Records:
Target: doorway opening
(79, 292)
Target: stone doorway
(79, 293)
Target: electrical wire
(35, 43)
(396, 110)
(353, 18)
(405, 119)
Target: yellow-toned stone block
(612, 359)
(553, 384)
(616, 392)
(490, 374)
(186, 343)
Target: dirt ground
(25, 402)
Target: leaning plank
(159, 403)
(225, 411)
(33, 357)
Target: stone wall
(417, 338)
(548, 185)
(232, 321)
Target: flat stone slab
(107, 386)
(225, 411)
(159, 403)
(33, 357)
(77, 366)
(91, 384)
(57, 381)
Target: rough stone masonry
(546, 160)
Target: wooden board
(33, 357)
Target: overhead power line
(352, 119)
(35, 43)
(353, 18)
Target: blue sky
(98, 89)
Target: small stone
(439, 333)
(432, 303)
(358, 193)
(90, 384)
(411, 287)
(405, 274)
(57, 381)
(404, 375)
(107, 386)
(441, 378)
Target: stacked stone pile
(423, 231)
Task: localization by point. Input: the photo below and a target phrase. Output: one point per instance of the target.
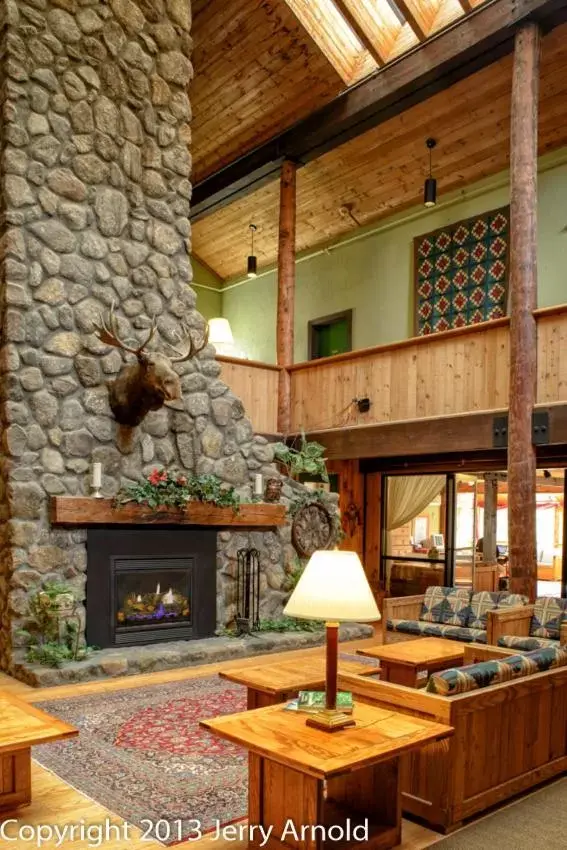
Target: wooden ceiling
(262, 65)
(257, 71)
(382, 171)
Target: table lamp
(333, 587)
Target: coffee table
(410, 662)
(270, 684)
(22, 726)
(301, 777)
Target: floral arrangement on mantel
(172, 489)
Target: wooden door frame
(333, 318)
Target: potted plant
(306, 463)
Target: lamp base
(330, 720)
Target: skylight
(358, 36)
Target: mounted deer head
(150, 382)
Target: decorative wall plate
(312, 529)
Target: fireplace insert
(150, 584)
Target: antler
(108, 333)
(193, 348)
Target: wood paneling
(83, 511)
(457, 373)
(351, 504)
(441, 375)
(257, 71)
(382, 171)
(256, 385)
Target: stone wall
(95, 172)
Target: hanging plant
(175, 490)
(307, 461)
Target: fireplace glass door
(151, 593)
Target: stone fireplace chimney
(95, 170)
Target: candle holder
(96, 481)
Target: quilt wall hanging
(461, 273)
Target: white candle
(97, 476)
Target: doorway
(330, 335)
(463, 527)
(417, 533)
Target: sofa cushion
(445, 630)
(445, 604)
(511, 600)
(474, 676)
(457, 607)
(524, 643)
(481, 603)
(549, 614)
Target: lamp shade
(333, 586)
(220, 331)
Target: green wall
(372, 273)
(207, 286)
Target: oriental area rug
(142, 754)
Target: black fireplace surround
(150, 584)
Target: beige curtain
(409, 495)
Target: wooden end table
(21, 727)
(303, 780)
(274, 683)
(410, 662)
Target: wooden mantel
(83, 511)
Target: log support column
(286, 291)
(523, 301)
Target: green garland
(175, 490)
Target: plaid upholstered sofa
(509, 731)
(533, 626)
(448, 612)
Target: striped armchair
(532, 627)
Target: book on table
(314, 701)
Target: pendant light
(430, 187)
(252, 270)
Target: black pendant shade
(430, 192)
(430, 187)
(252, 270)
(252, 267)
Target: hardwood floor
(57, 804)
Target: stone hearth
(95, 172)
(127, 661)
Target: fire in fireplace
(147, 585)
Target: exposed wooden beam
(523, 302)
(360, 32)
(411, 12)
(436, 435)
(470, 44)
(286, 290)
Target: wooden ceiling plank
(474, 42)
(378, 170)
(331, 32)
(412, 12)
(345, 8)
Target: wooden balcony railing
(458, 371)
(256, 385)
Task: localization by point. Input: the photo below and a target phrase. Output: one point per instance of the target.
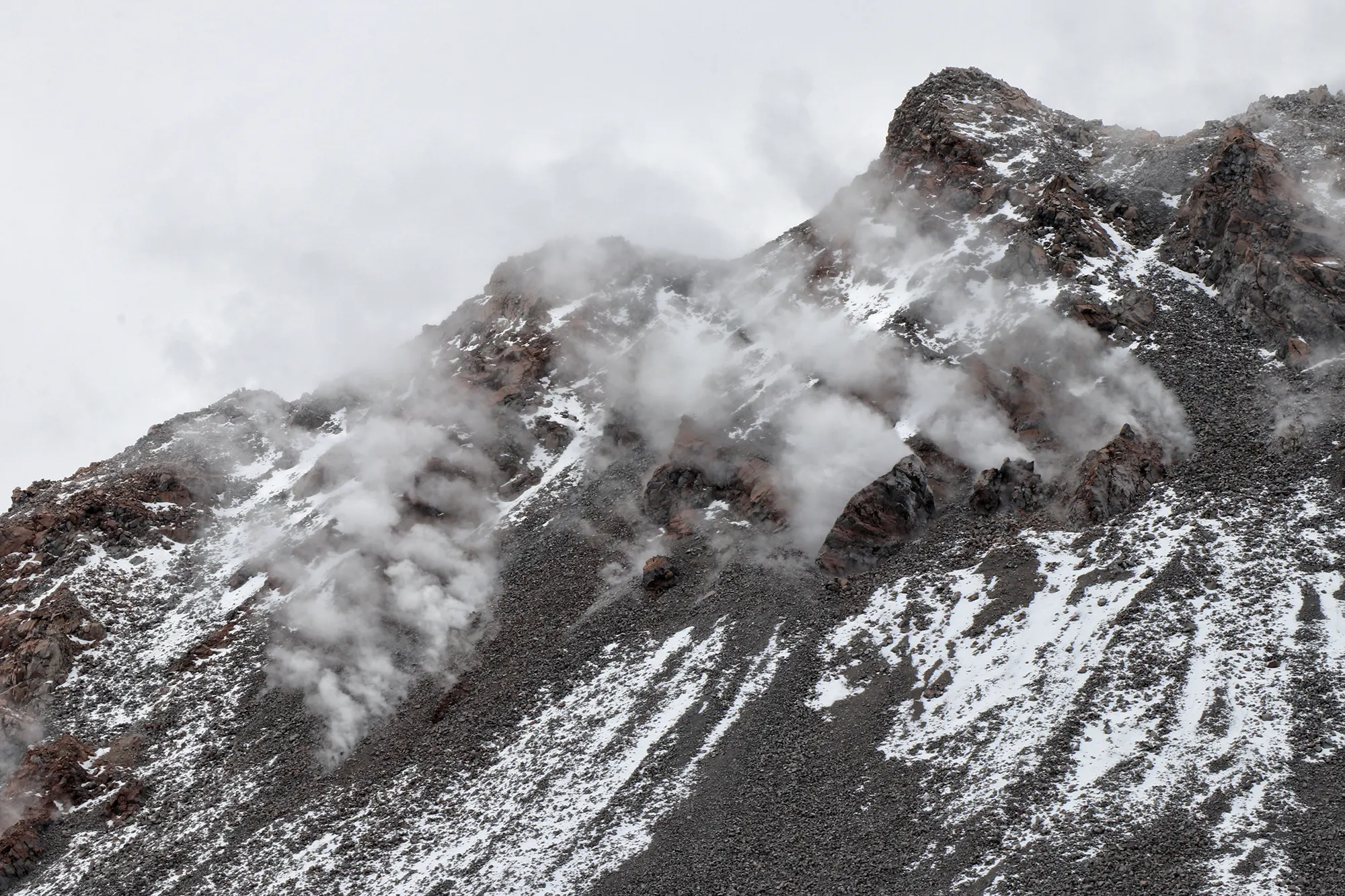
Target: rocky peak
(1250, 229)
(966, 126)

Exercise aim: Each line above should be output exactly, apart from the pictures.

Answer to this task:
Target: doorway opening
(79, 292)
Target: stone doorway
(79, 293)
Target: electrical wire
(35, 43)
(396, 110)
(353, 18)
(405, 119)
Target: yellow-toned stone block
(612, 359)
(553, 384)
(616, 392)
(490, 374)
(186, 343)
Target: dirt ground
(25, 402)
Target: leaning plank
(159, 403)
(225, 411)
(33, 357)
Target: stone wall
(417, 338)
(548, 185)
(232, 321)
Target: flat stone slab
(107, 386)
(225, 411)
(159, 403)
(33, 357)
(77, 366)
(91, 384)
(57, 381)
Target: rough stone masonry
(546, 160)
Target: wooden board
(33, 357)
Target: overhead power line
(352, 119)
(35, 43)
(353, 18)
Target: blue sky
(98, 89)
Target: small stone
(439, 333)
(432, 303)
(358, 193)
(90, 384)
(411, 287)
(405, 274)
(57, 381)
(404, 375)
(107, 386)
(441, 378)
Target: stacked stone pile
(423, 231)
Task: localization by point. Input: the photo below and a target phrase. Output: one point per instance of the target.
Target: wooden ceiling
(262, 65)
(257, 71)
(382, 171)
Target: table lamp
(333, 587)
Target: coffee table
(410, 662)
(270, 684)
(22, 726)
(301, 777)
Target: floral arrangement on mantel
(172, 489)
Target: wooden door frame
(333, 318)
Target: potted plant
(306, 463)
Target: lamp base
(330, 720)
Target: skylight
(358, 36)
Target: mounted deer head
(150, 382)
Target: decorative wall plate
(312, 529)
Target: fireplace insert
(150, 584)
Target: antler
(108, 333)
(193, 348)
Target: wood paneling
(83, 511)
(457, 373)
(351, 504)
(441, 375)
(257, 71)
(382, 171)
(256, 385)
Target: stone wall
(95, 172)
Target: hanging plant
(175, 490)
(307, 461)
Target: fireplace glass door
(151, 593)
Target: stone fireplace chimney
(95, 170)
Target: candle holder
(96, 481)
Target: quilt wall hanging
(461, 273)
Target: white candle
(97, 476)
Target: doorway
(330, 335)
(463, 527)
(417, 533)
Target: sofa cushion
(445, 630)
(445, 604)
(511, 600)
(474, 676)
(457, 607)
(524, 643)
(481, 603)
(549, 614)
Target: lamp shade
(333, 586)
(220, 331)
Target: green wall
(372, 273)
(207, 286)
Target: oriental area rug
(142, 754)
Target: black fireplace surround
(150, 584)
Target: beige curtain
(409, 495)
Target: wooden end table
(21, 727)
(303, 780)
(274, 683)
(410, 662)
Target: wooden mantel
(83, 511)
Target: log support column
(286, 291)
(523, 301)
Target: green garland
(175, 490)
Target: plaid upholstered sofa
(509, 731)
(533, 626)
(448, 612)
Target: striped armchair
(532, 627)
Target: book on table
(314, 701)
Target: pendant light
(430, 187)
(252, 270)
Target: black pendant shade
(430, 192)
(430, 187)
(252, 270)
(252, 267)
Target: hardwood floor
(57, 804)
Target: stone hearth
(95, 172)
(127, 661)
Target: fire in fireplace
(147, 585)
Target: exposed wooden beam
(523, 302)
(360, 32)
(411, 12)
(436, 435)
(470, 44)
(286, 290)
Target: wooden ceiling plank
(474, 42)
(378, 170)
(331, 32)
(412, 12)
(345, 8)
Target: wooden balcony railing
(458, 371)
(256, 385)
Task: localization by point. Input: the photo below and a target phrase. Output: one point per instance of the target.
Target: rocky peak
(1250, 229)
(966, 126)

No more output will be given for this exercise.